**What the task requires:**
Recast the lines from the line with "Where can the floor" to the line with "column 141, row 141" as a Markdown table with the columns Number and Line text, one line per table row, omitting blank lines.
---
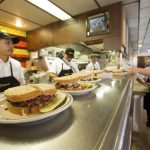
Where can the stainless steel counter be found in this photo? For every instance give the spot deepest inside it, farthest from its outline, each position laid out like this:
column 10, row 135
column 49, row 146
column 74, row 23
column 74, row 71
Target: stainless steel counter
column 96, row 121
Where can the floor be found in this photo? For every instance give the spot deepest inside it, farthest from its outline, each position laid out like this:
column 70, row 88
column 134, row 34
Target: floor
column 141, row 141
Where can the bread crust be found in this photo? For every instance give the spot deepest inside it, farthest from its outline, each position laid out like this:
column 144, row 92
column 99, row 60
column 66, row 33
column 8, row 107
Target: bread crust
column 45, row 89
column 97, row 71
column 24, row 110
column 21, row 93
column 67, row 79
column 84, row 74
column 117, row 71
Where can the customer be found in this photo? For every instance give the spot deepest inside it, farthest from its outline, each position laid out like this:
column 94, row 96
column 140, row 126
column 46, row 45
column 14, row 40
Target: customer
column 11, row 73
column 63, row 66
column 93, row 65
column 146, row 72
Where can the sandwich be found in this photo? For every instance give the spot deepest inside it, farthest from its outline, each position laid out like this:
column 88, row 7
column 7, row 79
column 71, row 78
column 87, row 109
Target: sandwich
column 117, row 71
column 29, row 99
column 96, row 72
column 84, row 75
column 71, row 83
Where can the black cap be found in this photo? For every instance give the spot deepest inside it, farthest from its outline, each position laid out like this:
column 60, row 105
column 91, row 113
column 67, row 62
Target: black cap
column 6, row 36
column 94, row 55
column 70, row 52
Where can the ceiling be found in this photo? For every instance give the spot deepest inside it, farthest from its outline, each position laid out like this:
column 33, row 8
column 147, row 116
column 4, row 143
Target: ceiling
column 33, row 17
column 144, row 28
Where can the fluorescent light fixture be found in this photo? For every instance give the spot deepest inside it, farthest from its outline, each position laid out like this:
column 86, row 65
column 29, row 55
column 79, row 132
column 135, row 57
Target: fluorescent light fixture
column 140, row 45
column 18, row 23
column 50, row 8
column 4, row 31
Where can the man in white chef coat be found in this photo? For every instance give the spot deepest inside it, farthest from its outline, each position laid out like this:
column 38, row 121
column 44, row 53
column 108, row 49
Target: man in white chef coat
column 63, row 66
column 11, row 73
column 93, row 65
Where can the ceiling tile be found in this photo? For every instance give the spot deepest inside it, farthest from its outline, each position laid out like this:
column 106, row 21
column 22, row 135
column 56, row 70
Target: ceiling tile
column 76, row 7
column 131, row 11
column 27, row 10
column 106, row 2
column 27, row 26
column 144, row 3
column 132, row 22
column 145, row 12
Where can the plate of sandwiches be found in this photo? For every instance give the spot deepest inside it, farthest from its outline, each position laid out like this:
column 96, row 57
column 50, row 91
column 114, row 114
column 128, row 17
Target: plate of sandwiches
column 33, row 102
column 119, row 72
column 73, row 85
column 88, row 76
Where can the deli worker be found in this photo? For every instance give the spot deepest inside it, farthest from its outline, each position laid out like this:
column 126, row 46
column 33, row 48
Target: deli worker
column 64, row 65
column 11, row 73
column 146, row 72
column 93, row 65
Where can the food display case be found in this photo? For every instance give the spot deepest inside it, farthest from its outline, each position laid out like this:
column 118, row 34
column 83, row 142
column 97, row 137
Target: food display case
column 99, row 120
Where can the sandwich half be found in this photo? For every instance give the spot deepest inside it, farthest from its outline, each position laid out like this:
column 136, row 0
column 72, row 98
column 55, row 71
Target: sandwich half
column 29, row 99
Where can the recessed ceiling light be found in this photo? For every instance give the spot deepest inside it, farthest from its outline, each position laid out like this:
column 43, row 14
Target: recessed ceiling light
column 140, row 45
column 18, row 23
column 4, row 31
column 51, row 8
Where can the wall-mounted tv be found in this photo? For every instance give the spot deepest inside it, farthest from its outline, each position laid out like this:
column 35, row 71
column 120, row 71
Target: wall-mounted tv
column 98, row 24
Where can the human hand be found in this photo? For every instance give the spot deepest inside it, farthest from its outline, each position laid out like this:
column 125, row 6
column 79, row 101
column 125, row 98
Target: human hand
column 132, row 71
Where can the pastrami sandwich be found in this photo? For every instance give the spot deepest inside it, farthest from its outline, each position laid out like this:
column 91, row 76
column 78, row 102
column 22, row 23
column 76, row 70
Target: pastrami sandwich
column 29, row 99
column 95, row 72
column 71, row 83
column 83, row 75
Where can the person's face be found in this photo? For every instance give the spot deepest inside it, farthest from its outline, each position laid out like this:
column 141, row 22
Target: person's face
column 94, row 59
column 68, row 58
column 6, row 47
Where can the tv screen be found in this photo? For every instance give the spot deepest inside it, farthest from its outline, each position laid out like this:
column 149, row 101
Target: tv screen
column 98, row 24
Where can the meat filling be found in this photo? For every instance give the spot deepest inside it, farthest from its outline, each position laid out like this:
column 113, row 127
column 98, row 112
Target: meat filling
column 75, row 86
column 42, row 99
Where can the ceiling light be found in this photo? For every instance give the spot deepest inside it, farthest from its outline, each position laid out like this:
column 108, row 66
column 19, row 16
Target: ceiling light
column 140, row 45
column 18, row 23
column 4, row 31
column 51, row 8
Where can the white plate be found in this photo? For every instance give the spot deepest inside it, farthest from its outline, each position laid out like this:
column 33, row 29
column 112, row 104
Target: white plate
column 81, row 92
column 94, row 81
column 7, row 117
column 120, row 74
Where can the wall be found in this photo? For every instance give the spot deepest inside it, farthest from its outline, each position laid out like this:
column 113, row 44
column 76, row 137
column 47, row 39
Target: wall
column 73, row 31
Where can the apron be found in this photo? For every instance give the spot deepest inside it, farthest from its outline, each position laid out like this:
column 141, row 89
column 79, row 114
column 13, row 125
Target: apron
column 8, row 82
column 147, row 98
column 65, row 72
column 94, row 67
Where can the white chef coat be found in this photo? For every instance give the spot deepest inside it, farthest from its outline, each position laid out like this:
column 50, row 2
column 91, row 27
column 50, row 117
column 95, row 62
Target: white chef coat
column 93, row 66
column 56, row 66
column 5, row 70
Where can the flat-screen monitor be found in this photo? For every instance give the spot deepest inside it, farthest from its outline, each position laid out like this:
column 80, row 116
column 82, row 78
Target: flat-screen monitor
column 98, row 24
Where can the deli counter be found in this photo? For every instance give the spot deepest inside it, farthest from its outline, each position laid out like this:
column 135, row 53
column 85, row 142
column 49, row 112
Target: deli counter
column 99, row 120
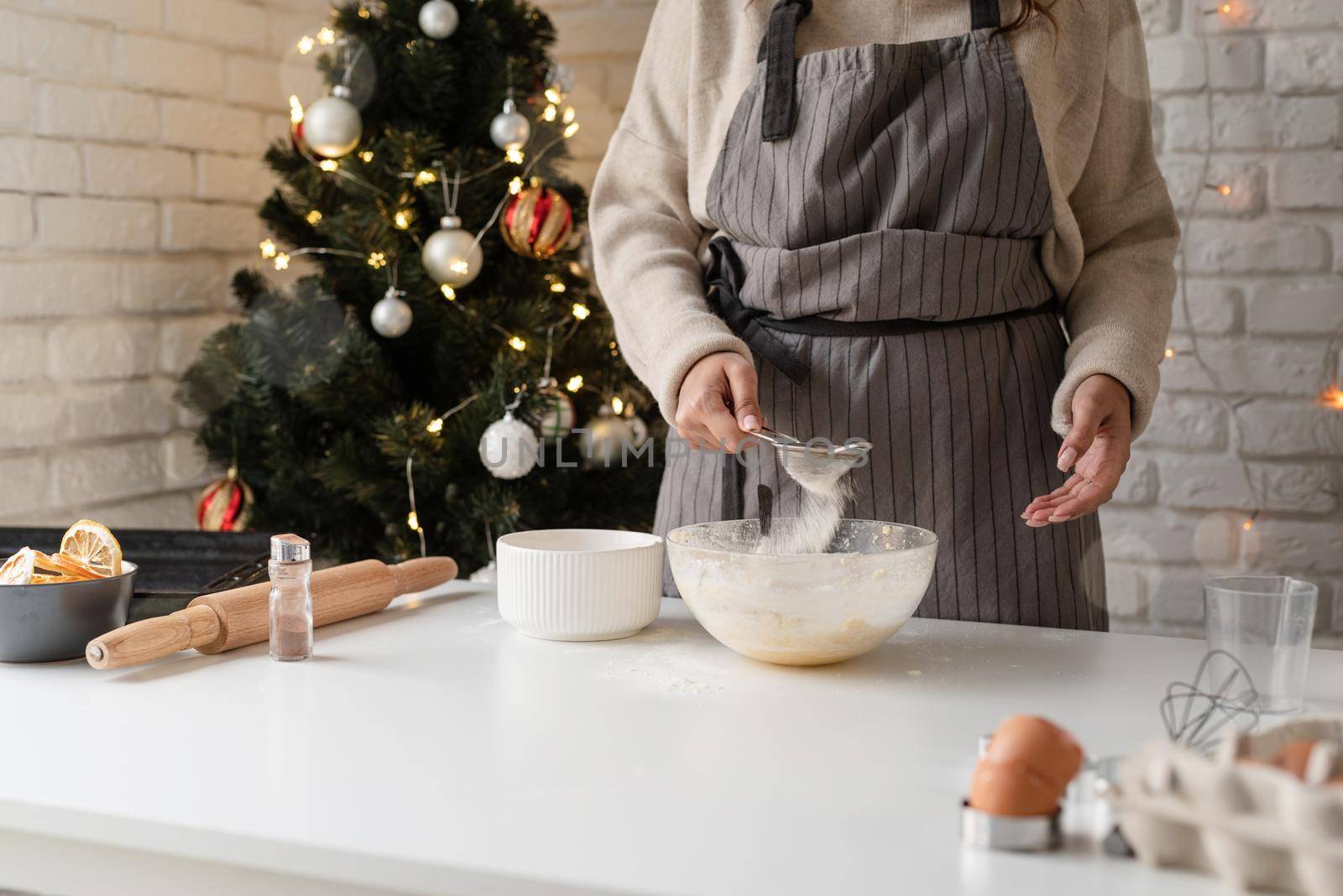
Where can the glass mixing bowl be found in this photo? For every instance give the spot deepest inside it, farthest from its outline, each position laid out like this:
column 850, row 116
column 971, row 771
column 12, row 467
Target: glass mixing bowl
column 802, row 609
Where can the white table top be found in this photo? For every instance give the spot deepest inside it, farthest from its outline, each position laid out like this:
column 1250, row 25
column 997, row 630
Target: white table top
column 433, row 748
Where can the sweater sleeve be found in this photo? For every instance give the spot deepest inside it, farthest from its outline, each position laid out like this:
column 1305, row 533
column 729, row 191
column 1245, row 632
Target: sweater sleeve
column 645, row 239
column 1119, row 310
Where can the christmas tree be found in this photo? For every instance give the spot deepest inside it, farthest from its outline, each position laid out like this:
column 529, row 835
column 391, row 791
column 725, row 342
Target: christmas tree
column 422, row 185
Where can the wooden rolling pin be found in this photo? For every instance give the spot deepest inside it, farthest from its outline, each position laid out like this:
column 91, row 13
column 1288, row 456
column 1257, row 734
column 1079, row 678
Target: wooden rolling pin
column 238, row 617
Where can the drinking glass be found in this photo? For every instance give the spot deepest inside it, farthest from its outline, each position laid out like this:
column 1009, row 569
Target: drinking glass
column 1264, row 622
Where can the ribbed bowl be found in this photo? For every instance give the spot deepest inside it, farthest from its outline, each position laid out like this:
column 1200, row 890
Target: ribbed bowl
column 579, row 584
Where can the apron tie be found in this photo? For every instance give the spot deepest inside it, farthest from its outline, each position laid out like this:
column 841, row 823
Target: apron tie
column 725, row 279
column 778, row 51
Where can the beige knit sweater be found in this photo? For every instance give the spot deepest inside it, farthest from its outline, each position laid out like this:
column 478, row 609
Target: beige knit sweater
column 1110, row 255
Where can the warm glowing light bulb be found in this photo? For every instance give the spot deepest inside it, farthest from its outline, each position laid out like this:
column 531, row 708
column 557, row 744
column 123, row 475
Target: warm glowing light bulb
column 1331, row 398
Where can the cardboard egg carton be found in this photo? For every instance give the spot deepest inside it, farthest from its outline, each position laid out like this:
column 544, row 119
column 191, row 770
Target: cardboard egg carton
column 1252, row 824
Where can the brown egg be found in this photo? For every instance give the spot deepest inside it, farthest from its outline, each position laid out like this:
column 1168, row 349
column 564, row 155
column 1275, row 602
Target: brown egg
column 1011, row 789
column 1040, row 745
column 1293, row 757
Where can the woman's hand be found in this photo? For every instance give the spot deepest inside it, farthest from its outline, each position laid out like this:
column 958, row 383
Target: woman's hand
column 1098, row 445
column 719, row 405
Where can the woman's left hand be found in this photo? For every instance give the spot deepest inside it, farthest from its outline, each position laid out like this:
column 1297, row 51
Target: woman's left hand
column 1096, row 450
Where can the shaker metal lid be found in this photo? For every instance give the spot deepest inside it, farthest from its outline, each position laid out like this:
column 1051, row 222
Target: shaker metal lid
column 289, row 549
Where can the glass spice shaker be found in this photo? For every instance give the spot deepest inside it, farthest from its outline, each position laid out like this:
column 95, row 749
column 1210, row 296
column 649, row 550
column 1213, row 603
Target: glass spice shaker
column 290, row 598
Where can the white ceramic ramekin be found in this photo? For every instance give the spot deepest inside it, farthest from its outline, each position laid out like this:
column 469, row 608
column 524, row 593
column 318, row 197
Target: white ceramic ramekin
column 579, row 584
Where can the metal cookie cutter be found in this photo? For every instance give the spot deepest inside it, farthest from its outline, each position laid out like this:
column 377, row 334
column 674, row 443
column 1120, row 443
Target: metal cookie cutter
column 1027, row 833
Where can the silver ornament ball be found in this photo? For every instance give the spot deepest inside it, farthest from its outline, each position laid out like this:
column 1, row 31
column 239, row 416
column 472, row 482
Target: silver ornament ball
column 332, row 127
column 510, row 129
column 391, row 317
column 452, row 255
column 510, row 450
column 438, row 19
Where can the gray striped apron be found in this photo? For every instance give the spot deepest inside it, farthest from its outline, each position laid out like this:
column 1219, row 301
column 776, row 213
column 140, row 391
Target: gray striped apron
column 880, row 214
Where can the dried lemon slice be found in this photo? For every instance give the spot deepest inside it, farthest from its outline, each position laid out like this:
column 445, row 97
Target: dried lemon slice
column 18, row 569
column 64, row 565
column 94, row 546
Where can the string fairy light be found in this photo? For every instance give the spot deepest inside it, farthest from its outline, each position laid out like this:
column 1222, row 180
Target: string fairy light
column 413, row 518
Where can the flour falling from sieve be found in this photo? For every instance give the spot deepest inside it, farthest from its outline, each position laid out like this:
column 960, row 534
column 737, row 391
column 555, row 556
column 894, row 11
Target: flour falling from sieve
column 825, row 491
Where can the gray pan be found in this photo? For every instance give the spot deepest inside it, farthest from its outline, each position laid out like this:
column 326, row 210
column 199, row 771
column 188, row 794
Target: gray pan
column 44, row 623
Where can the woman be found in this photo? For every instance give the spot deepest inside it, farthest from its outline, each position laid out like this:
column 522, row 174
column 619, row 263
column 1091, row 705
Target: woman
column 899, row 207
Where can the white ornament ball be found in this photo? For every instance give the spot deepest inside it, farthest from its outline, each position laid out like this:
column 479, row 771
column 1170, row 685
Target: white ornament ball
column 391, row 317
column 332, row 127
column 604, row 440
column 510, row 448
column 638, row 430
column 452, row 255
column 438, row 19
column 510, row 129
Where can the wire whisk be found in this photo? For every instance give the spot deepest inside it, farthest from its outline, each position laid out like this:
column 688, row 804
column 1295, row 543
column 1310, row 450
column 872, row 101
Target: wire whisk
column 1206, row 712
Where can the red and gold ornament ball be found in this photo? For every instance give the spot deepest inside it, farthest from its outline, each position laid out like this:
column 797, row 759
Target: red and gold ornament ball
column 536, row 221
column 225, row 504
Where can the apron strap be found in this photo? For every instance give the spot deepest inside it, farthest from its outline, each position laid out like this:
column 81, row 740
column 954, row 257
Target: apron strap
column 724, row 280
column 984, row 13
column 778, row 49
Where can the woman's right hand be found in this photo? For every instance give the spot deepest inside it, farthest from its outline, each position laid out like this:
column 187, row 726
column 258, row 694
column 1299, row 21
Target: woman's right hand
column 719, row 407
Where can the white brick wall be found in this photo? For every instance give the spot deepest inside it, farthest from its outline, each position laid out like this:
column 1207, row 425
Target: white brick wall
column 1264, row 294
column 131, row 143
column 131, row 133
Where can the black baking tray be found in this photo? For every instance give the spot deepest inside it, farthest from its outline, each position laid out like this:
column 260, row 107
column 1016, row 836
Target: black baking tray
column 175, row 565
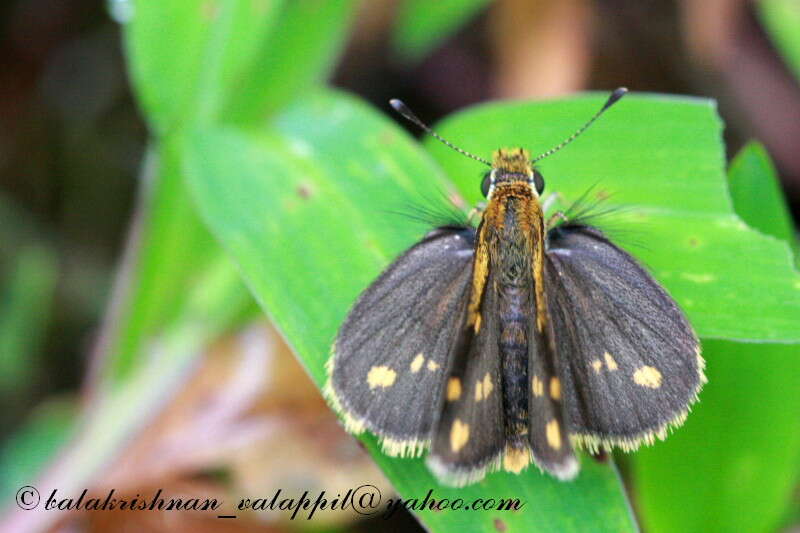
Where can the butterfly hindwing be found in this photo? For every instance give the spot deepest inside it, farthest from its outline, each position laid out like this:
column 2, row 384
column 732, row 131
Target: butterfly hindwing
column 469, row 433
column 391, row 354
column 628, row 361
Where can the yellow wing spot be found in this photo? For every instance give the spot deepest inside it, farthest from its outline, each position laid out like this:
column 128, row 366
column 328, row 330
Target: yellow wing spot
column 647, row 376
column 555, row 388
column 483, row 388
column 537, row 386
column 610, row 362
column 553, row 432
column 515, row 459
column 453, row 389
column 417, row 363
column 381, row 376
column 487, row 385
column 459, row 435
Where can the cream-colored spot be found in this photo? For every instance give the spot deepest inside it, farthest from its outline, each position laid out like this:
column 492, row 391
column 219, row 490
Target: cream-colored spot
column 698, row 278
column 487, row 385
column 381, row 376
column 555, row 388
column 514, row 460
column 610, row 362
column 553, row 432
column 459, row 435
column 453, row 389
column 417, row 363
column 483, row 388
column 647, row 376
column 537, row 386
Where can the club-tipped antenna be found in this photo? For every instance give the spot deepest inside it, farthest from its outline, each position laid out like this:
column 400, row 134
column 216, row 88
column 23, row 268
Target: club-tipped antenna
column 613, row 99
column 403, row 109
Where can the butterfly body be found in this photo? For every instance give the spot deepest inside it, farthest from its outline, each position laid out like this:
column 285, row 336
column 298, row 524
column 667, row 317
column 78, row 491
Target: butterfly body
column 511, row 343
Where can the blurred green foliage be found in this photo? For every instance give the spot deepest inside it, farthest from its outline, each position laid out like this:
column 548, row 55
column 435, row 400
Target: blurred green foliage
column 422, row 25
column 738, row 449
column 782, row 20
column 255, row 169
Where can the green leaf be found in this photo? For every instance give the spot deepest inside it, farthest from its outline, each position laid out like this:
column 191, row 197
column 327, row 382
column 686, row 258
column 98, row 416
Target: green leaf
column 661, row 159
column 757, row 195
column 740, row 449
column 297, row 55
column 302, row 208
column 211, row 46
column 422, row 24
column 782, row 21
column 169, row 247
column 733, row 466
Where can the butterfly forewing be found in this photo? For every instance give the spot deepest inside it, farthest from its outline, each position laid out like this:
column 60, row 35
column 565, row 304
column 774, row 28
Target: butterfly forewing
column 548, row 438
column 391, row 355
column 628, row 361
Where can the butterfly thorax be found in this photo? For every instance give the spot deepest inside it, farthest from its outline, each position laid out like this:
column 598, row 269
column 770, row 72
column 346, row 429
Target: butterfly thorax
column 511, row 231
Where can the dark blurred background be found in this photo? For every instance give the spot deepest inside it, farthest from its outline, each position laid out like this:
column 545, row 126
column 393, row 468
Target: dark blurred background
column 72, row 140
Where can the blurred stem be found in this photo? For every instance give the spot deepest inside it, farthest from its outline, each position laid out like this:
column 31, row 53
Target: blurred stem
column 24, row 312
column 541, row 48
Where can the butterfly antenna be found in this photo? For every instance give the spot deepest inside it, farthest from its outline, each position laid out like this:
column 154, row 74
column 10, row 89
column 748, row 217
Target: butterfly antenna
column 403, row 109
column 613, row 99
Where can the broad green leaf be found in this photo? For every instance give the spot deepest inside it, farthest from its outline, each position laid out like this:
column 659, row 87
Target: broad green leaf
column 186, row 56
column 782, row 20
column 757, row 195
column 297, row 55
column 26, row 295
column 740, row 448
column 302, row 208
column 734, row 464
column 661, row 159
column 421, row 24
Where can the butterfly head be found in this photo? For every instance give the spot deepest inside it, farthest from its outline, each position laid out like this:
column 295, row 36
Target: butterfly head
column 512, row 166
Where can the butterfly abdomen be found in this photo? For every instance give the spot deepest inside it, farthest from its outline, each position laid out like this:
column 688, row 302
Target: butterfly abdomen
column 514, row 317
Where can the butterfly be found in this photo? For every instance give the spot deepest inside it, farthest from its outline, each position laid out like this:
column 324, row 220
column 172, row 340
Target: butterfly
column 515, row 342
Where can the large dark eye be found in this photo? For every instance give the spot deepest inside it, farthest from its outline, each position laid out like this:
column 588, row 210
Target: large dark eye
column 486, row 183
column 538, row 181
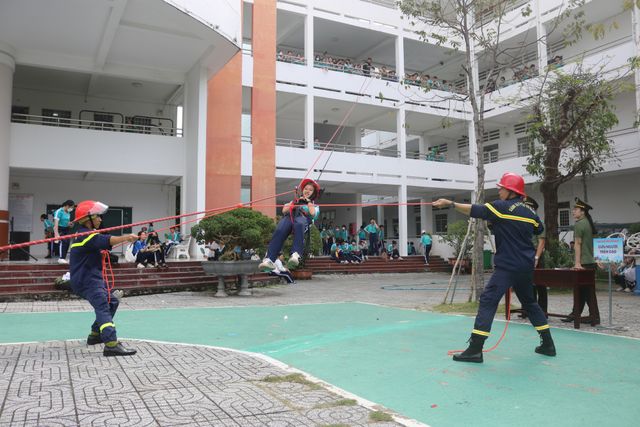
---
**Correct response:**
| Number | Line text |
|---|---|
| 1 | Where can the floor be found in this photo? For every instance give the spot deepest inside it, farthest from its outline, each position laid out like this: |
| 2 | column 70, row 88 |
| 3 | column 134, row 34 |
| 4 | Target: floor |
| 5 | column 141, row 141 |